Written instruction: Please rewrite only the part of the records below that opens with the line containing "Segment the <item>green" and closes with the line containing "148L254 142L247 94L246", replacing "green and white flag" with "white and green flag" and leaving everything else unchanged.

The data:

#####

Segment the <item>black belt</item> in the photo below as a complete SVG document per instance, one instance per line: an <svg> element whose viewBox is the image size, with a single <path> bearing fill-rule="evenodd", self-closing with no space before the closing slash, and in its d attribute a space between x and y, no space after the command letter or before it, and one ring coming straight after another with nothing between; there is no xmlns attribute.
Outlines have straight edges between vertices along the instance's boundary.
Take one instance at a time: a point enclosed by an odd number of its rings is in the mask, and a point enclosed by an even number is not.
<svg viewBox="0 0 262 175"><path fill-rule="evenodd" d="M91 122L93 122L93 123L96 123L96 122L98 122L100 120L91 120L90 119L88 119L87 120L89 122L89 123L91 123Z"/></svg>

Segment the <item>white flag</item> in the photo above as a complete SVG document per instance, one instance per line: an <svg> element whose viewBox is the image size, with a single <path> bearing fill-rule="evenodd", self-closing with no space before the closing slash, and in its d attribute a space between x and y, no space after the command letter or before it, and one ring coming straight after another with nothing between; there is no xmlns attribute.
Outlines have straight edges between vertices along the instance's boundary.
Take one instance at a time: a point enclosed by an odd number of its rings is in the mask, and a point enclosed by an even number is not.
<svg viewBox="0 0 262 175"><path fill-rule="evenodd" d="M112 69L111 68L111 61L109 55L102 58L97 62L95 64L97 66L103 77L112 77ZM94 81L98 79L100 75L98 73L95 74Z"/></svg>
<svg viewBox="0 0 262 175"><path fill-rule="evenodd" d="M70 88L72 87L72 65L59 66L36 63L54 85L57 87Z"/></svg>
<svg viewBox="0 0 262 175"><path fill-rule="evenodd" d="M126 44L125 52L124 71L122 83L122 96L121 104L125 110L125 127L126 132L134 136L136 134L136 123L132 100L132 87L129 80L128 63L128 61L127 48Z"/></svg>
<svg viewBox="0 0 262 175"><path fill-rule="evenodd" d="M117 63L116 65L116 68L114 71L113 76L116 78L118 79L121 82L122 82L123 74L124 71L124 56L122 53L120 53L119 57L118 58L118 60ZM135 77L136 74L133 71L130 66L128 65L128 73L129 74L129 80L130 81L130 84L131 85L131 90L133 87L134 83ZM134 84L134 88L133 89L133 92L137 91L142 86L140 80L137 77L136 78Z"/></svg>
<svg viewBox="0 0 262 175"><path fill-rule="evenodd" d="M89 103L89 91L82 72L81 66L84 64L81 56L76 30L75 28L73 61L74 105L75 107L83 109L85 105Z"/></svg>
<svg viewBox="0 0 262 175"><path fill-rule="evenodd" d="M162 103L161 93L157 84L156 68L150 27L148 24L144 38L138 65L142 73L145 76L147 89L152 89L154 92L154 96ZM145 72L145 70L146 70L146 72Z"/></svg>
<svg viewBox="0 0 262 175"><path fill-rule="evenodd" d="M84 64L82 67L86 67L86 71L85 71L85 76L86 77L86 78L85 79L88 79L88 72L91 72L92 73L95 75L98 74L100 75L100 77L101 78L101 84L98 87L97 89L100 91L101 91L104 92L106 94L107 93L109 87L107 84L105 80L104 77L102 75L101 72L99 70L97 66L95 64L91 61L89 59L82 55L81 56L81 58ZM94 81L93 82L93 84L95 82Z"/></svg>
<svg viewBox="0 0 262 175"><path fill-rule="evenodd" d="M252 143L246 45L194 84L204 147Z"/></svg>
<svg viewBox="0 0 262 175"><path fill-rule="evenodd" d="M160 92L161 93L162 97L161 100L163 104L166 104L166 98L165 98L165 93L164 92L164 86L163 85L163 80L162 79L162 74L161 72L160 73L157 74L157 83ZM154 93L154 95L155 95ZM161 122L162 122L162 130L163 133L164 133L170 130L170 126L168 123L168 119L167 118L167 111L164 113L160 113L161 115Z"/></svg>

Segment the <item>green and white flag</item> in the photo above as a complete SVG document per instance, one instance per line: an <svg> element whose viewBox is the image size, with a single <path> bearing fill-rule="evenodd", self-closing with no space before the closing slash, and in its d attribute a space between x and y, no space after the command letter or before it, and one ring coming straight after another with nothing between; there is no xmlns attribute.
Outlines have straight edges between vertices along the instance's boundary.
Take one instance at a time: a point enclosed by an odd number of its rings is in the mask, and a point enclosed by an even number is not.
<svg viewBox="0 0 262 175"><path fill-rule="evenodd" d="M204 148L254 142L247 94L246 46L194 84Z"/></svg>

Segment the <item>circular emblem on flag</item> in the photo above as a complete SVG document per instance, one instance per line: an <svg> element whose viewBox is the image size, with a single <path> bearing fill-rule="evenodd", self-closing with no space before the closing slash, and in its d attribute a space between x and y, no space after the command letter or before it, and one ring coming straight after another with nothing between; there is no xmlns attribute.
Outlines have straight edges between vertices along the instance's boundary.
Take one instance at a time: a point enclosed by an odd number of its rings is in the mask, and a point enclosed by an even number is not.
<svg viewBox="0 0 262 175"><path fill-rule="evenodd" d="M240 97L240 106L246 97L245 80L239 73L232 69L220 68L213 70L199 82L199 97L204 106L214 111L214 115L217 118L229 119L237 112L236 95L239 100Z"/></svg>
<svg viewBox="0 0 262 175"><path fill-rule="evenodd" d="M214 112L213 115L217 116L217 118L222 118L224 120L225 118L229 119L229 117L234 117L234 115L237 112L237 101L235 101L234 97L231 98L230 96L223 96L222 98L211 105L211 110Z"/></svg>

#####

Written response:
Segment the <item>white and green flag</item> in the photo above as a complete SVG document per instance, one instance per line: an <svg> element whose viewBox is the image size, with a single <path> bearing fill-rule="evenodd", self-closing with no space before the closing slash, and in its d attribute a space between x and y, no space after the command letter or before it, and one ring coming straight after another with nothing between; there is no xmlns attribute.
Outlines have straight edges between vertices along the instance's boundary.
Take one instance at a time: a point enclosed by an odd number of its rings is in the mask, and a point enclosed by an even number is not.
<svg viewBox="0 0 262 175"><path fill-rule="evenodd" d="M204 148L254 142L247 94L246 46L194 84Z"/></svg>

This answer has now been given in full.